__Document section__.
________________________________________

# Universal Transformers

Thanks to Stephan Gouws for his help on writing and improving this blog post.

Transformers have recently become a competitive alternative to RNNs for a range of sequence modeling tasks. They address a significant shortcoming of RNNs, i.e. their **inherently sequential computation** which prevents parallelization across elements of the input sequence, whilst still addressing the vanishing gradients problem through its self-attention mechanism.

In fact, Transformers rely entirely on a **self-attention mechanism** to compute a series of context-informed vector-space representations of the symbols in its input (see this blog post to know more about the details of the Transformer). This leads to two main properties for Transformers:

**Straightforward to parallelize**: There is no connections in time as with RNNs, allowing one to fully parallelize per-symbol computations.**Global receptive field**: Each symbol’s representation is directly informed by all other symbols’ representations (in contrast to e.g. convolutional architectures which typically have a limited receptive field).

________________________________________

__Your tasks__.
(1) Reproduce the Universal Transformers text from "Transformers have recently" up to and including "its self-attention mechanism.", replacing "RNNs" with "recurrent neural networks".
(2) Render this sentence from the Universal Transformers text in Spanish: "Transformers have recently become a competitive alternative to RNNs for a range of sequence modeling tasks."
(3) Write the next part of the Universal Transformers text, picking up after its final sentence.
The listing comes from a source separate from the Universal Transformers text.

________________________________________

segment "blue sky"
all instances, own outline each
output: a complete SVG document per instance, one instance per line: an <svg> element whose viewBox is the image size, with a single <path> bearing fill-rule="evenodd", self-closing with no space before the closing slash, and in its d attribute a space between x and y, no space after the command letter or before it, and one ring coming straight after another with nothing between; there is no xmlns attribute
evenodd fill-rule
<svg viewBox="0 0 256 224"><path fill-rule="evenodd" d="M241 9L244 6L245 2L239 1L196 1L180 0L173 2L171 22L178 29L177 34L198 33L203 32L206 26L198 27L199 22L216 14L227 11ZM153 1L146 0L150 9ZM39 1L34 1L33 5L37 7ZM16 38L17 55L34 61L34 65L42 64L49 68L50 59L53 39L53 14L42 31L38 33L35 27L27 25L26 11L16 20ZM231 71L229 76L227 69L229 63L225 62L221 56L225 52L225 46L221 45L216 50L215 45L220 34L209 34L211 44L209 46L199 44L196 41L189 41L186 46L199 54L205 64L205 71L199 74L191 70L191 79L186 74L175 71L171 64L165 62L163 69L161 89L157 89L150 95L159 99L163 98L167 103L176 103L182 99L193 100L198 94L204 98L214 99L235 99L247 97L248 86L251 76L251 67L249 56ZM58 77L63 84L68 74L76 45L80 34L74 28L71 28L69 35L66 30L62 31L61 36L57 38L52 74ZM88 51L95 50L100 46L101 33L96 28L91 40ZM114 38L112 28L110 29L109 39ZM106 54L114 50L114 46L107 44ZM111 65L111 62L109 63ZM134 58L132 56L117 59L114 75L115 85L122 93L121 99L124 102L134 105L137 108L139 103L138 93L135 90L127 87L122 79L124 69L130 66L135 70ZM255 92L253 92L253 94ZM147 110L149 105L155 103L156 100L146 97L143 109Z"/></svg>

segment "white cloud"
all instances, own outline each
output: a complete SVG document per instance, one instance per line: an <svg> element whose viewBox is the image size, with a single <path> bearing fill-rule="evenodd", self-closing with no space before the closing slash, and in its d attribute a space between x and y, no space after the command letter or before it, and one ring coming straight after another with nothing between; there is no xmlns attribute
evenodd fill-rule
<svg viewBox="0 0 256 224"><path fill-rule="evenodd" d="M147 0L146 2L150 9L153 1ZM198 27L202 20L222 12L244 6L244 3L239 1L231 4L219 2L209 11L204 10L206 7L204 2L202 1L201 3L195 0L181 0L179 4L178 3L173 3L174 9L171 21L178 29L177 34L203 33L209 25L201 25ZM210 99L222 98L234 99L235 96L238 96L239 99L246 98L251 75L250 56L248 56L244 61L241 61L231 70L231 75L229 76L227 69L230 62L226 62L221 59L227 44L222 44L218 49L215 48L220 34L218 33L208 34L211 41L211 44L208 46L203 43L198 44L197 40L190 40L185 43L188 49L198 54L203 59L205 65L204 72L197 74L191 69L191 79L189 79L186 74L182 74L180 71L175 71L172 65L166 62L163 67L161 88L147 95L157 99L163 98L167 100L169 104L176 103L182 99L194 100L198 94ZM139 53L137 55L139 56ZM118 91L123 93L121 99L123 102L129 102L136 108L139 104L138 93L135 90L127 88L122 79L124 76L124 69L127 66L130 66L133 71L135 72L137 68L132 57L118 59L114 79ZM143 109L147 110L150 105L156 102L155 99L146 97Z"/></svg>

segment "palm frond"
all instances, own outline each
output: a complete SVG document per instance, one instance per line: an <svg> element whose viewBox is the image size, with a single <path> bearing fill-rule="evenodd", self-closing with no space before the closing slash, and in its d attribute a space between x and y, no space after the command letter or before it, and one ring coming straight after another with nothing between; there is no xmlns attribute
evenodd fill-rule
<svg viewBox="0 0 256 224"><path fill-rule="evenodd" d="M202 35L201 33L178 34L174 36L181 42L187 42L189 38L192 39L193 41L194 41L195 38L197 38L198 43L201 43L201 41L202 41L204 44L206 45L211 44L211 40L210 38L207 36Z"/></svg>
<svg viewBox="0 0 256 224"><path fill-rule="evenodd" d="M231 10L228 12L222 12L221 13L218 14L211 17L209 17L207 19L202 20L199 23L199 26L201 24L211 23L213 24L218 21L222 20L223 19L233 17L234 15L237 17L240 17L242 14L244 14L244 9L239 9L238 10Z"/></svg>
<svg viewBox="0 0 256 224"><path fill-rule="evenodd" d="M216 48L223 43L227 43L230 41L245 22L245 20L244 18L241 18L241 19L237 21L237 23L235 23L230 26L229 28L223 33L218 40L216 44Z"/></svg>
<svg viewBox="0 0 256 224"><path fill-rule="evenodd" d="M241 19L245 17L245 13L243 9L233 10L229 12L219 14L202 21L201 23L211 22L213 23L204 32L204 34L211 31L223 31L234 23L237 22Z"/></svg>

________________________________________

__Results in order__.
(1)
Transformers have recently become a competitive alternative to recurrent neural networks for a range of sequence modeling tasks. They address a significant shortcoming of recurrent neural networks, i.e. their **inherently sequential computation** which prevents parallelization across elements of the input sequence, whilst still addressing the vanishing gradients problem through its self-attention mechanism.

(2) Los Transformers se han convertido recientemente en una alternativa competitiva a las RNN para una serie de tareas de modelado de secuencias.

(3)
Although Transformers continue to achieve great improvements in many tasks, they have some shortcomings:

**No Recurrent Inductive Bias:**The Transformer trades the**recurrent inductive bias**of RNN’s for parallelizability. However, the recurrent inductive bias appears to be crucial for generalizing on different sequence modeling tasks of varying complexity. For instance, when it is necessary to model the hierarchical structure of the input, or when the distribution of input length is different during training and inference, i.e. when good length generalization is needed.

**The Transformer is not Turing Complete**: While the Transformer executes a total number of operations that scales with the input size, the number of sequential operations is constant and independent of the input size, determined solely by the number of layers. Assuming finite precision, this means that the Transformer cannot be computationally universal. An intuitive example are functions whose execution requires the sequential processing of each input element. In this case, for any given choice of depth*T*, one can construct an input sequence of length*N > T*that cannot be processed correctly by a Transformer:

**Lack of Conditional Computation:**The Transformer applies the same amount of computation to all inputs (as well as all parts of a single input). However, not all inputs need the same amount of computation and this can be conditioned on the complexity of the input.

Universal Transformers (UTs) address these shortcomings. In the next parts, we’ll talk more about UT and its properties.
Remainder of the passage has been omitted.